* [Selected text]
# Learn a couple of lessons from a fresh water aquarium



## captken (Feb 24, 2008)

My wife and I have a couple of freshwater aquariums and I've learned a few things while fish watching.

#1. Solid Black is the easiest color to see in clear water. Solid black Black Mollies are the first fish I notice when I glance at the aquarium whether the aquarium light is on or off. Just after day light when there is little ambient light, the Mollies are the easiest to see.

As an aside, even brightly colored/multi colored fish like Neon Tetras are far harder to see. Silver or pearl colored Pearl Platys are darned hard to see until I get a little more sunlight in the room.

I've always used a lot of black colored lures and probably should use more. My son kicks my butt Flounder fishing using dark green shrimp tails on his jigs when I use gray or light brown.

#2. I put 2 dozen native fresh water shrimp in each aquarium to clean up detritus and dead fish. I think I have been fishing shrimp imitating flies and jigs wrong. Shrimp ghost along most of the time. Maybe I should quit twitching. 

Shrimp are kinda cool to watch. I have several that are carrying eggs right now.


----------



## jetajockey (Jun 6, 2011)

Nice tips. I sell and keep a lot of freshwater fish and plants, so I'm pretty familiar, just never thought to apply it to fishing apart from knowing how to keep bait alive for weeks on end. I agree about the shrimp, they spend most of their time just kinda walking around foraging, at least until they get startled and start that whole jump thing.


----------

* [Raw data]
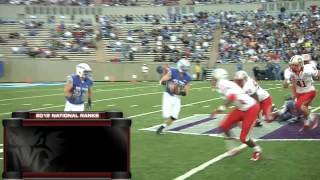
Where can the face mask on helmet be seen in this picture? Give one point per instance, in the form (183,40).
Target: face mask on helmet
(183,65)
(218,74)
(83,70)
(296,63)
(240,78)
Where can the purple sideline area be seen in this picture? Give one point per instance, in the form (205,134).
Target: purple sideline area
(291,131)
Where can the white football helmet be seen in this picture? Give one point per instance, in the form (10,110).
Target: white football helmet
(306,57)
(241,75)
(296,63)
(219,74)
(183,65)
(83,70)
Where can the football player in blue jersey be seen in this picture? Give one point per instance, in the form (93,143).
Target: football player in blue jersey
(77,87)
(177,85)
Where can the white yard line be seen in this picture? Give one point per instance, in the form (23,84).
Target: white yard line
(186,105)
(208,163)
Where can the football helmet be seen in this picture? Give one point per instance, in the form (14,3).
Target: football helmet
(219,74)
(296,63)
(183,65)
(240,77)
(83,70)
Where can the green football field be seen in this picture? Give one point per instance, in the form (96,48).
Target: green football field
(174,154)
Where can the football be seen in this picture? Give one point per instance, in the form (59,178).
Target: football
(174,88)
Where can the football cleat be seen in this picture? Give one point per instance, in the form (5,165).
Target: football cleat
(256,156)
(160,130)
(258,124)
(315,124)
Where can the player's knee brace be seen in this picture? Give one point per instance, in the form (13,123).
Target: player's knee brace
(172,118)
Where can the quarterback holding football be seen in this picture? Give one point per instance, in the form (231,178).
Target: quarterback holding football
(77,87)
(176,81)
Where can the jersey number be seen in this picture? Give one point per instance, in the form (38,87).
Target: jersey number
(301,83)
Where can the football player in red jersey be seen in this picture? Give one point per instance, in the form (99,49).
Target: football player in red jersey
(246,110)
(301,78)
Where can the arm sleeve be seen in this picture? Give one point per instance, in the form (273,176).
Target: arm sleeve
(69,79)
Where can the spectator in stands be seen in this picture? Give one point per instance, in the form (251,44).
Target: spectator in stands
(198,70)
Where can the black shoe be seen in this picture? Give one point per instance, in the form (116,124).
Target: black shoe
(160,130)
(258,124)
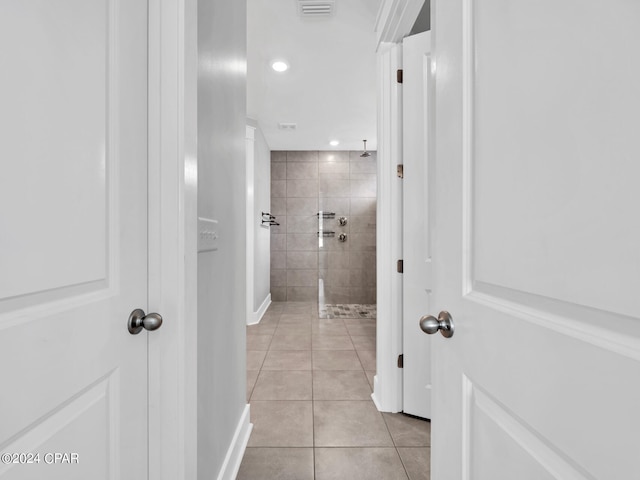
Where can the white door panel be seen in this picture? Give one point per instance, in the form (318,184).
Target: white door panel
(416,252)
(535,240)
(73,239)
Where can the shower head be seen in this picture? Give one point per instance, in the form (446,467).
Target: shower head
(365,153)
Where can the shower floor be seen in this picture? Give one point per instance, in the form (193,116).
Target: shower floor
(344,310)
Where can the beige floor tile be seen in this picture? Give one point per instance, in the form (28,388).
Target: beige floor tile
(408,431)
(335,360)
(364,342)
(291,342)
(417,462)
(270,320)
(287,360)
(331,342)
(340,385)
(277,463)
(255,359)
(252,376)
(329,326)
(361,329)
(262,328)
(293,328)
(295,319)
(368,359)
(370,375)
(349,424)
(258,342)
(281,424)
(283,385)
(358,463)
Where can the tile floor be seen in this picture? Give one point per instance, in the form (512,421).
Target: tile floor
(309,383)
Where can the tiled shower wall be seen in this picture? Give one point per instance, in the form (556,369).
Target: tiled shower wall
(302,184)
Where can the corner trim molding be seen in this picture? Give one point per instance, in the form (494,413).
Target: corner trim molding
(255,317)
(233,459)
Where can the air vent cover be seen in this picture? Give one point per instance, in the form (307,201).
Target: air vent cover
(316,8)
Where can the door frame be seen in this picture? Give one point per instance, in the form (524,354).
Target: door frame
(172,238)
(394,22)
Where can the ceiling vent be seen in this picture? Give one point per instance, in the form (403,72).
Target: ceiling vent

* [Goal] Can you reproduce the freshwater aquarium thread above word for word, from its title through the final line?

* [Reply to the exercise]
# Learn a couple of lessons from a fresh water aquarium



## captken (Feb 24, 2008)

My wife and I have a couple of freshwater aquariums and I've learned a few things while fish watching.

#1. Solid Black is the easiest color to see in clear water. Solid black Black Mollies are the first fish I notice when I glance at the aquarium whether the aquarium light is on or off. Just after day light when there is little ambient light, the Mollies are the easiest to see.

As an aside, even brightly colored/multi colored fish like Neon Tetras are far harder to see. Silver or pearl colored Pearl Platys are darned hard to see until I get a little more sunlight in the room.

I've always used a lot of black colored lures and probably should use more. My son kicks my butt Flounder fishing using dark green shrimp tails on his jigs when I use gray or light brown.

#2. I put 2 dozen native fresh water shrimp in each aquarium to clean up detritus and dead fish. I think I have been fishing shrimp imitating flies and jigs wrong. Shrimp ghost along most of the time. Maybe I should quit twitching. 

Shrimp are kinda cool to watch. I have several that are carrying eggs right now.


----------



## jetajockey (Jun 6, 2011)

Nice tips. I sell and keep a lot of freshwater fish and plants, so I'm pretty familiar, just never thought to apply it to fishing apart from knowing how to keep bait alive for weeks on end. I agree about the shrimp, they spend most of their time just kinda walking around foraging, at least until they get startled and start that whole jump thing.


----------